Stelle alles im Material unten als nummerierte Liste dar, von der Zeile mit „QA audit note: the cockpit side“ bis hinunter zur Zeile mit „[320,206,356,234]“, beide Zeilen eingeschlossen. Leerzeilen lässt du dabei weg.

────────────────────────────────────────

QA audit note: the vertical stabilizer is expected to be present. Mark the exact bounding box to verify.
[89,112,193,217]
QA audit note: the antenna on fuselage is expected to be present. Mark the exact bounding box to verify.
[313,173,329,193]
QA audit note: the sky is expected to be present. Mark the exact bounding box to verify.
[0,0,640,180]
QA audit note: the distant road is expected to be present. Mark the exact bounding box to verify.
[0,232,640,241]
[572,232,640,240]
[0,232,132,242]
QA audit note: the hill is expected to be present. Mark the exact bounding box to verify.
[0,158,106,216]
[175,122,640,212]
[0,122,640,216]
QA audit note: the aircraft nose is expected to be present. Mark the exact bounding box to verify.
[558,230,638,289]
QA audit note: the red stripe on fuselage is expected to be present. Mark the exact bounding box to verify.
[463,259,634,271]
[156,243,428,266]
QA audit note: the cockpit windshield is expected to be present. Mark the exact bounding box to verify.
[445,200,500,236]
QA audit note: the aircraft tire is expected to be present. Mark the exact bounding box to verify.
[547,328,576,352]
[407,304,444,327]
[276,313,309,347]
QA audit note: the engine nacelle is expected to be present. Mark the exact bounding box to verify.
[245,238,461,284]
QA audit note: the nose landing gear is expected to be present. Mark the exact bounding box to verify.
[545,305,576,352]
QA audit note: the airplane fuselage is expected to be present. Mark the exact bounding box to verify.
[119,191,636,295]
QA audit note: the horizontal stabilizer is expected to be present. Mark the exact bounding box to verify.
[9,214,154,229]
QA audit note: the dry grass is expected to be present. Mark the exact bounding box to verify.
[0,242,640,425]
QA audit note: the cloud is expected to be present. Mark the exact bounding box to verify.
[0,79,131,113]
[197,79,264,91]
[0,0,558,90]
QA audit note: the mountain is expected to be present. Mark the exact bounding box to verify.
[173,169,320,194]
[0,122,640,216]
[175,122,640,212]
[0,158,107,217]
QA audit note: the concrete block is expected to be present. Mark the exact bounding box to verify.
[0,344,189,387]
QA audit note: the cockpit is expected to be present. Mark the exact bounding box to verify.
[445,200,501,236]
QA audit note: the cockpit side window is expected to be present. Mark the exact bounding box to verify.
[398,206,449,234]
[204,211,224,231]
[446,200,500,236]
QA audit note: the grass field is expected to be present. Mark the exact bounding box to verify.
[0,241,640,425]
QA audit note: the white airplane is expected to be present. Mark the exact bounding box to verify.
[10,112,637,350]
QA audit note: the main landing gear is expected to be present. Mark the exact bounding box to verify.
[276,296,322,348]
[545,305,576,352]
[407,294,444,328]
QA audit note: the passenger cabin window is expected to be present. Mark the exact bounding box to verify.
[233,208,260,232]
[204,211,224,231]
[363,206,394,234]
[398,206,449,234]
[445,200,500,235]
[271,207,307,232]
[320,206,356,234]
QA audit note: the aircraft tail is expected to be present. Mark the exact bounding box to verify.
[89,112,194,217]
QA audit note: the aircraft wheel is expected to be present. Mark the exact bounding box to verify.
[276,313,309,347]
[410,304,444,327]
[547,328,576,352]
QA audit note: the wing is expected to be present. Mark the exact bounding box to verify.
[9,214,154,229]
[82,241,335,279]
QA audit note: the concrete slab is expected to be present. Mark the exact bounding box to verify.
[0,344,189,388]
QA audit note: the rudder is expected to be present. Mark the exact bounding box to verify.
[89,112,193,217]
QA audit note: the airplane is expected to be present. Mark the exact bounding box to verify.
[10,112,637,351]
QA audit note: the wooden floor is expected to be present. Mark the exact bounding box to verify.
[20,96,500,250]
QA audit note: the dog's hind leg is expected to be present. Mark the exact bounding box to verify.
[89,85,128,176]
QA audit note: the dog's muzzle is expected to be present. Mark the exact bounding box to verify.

────────────────────────────────────────

Antwort:
1. QA audit note: the cockpit side window is expected to be present. Mark the exact bounding box to verify.
2. [398,206,449,234]
3. [204,211,224,231]
4. [446,200,500,236]
5. QA audit note: the grass field is expected to be present. Mark the exact bounding box to verify.
6. [0,241,640,425]
7. QA audit note: the white airplane is expected to be present. Mark the exact bounding box to verify.
8. [10,112,637,350]
9. QA audit note: the main landing gear is expected to be present. Mark the exact bounding box to verify.
10. [276,296,322,348]
11. [545,305,576,352]
12. [407,294,444,328]
13. QA audit note: the passenger cabin window is expected to be present. Mark the exact bounding box to verify.
14. [233,208,260,232]
15. [204,211,224,231]
16. [363,206,394,234]
17. [398,206,449,234]
18. [445,200,500,235]
19. [271,207,307,232]
20. [320,206,356,234]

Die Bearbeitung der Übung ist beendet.